┌─ MATERIAL TO PROCESS
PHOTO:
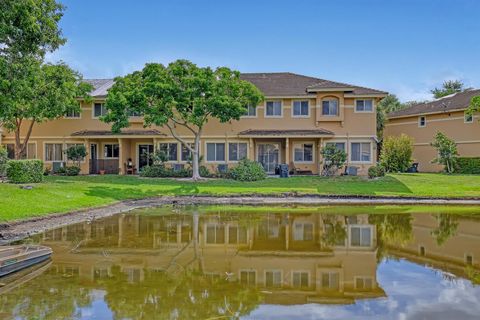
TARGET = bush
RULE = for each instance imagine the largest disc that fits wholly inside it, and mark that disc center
(25, 171)
(376, 171)
(3, 161)
(68, 171)
(333, 159)
(447, 152)
(247, 170)
(76, 153)
(397, 153)
(468, 165)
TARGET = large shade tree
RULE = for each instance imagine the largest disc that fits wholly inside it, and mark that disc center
(180, 95)
(30, 90)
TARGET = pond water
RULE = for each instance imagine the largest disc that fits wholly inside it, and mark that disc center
(257, 263)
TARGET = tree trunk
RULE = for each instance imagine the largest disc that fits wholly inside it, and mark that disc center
(196, 158)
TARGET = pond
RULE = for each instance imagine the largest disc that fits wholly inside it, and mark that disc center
(226, 262)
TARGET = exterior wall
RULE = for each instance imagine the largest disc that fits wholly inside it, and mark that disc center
(466, 135)
(349, 126)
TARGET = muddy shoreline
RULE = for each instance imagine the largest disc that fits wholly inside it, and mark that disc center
(18, 230)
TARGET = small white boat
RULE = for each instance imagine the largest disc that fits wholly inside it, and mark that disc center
(15, 258)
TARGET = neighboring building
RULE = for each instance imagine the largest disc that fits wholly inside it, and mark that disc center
(447, 115)
(299, 115)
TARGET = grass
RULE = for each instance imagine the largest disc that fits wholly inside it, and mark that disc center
(63, 194)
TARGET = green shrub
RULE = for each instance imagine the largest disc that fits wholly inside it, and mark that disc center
(333, 159)
(25, 171)
(396, 153)
(447, 152)
(376, 171)
(3, 161)
(68, 171)
(467, 165)
(76, 153)
(247, 170)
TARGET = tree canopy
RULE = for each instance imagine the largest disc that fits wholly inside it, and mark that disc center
(30, 27)
(180, 95)
(448, 87)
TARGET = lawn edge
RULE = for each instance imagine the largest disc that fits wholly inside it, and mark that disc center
(20, 229)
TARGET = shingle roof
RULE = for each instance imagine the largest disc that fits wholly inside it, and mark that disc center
(88, 133)
(279, 84)
(100, 86)
(291, 84)
(452, 102)
(302, 133)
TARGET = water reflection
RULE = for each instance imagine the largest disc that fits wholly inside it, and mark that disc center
(206, 262)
└─
Identify each line in the entries with the word "water" and copy it.

TARGET = pond water
TARGET = water reflection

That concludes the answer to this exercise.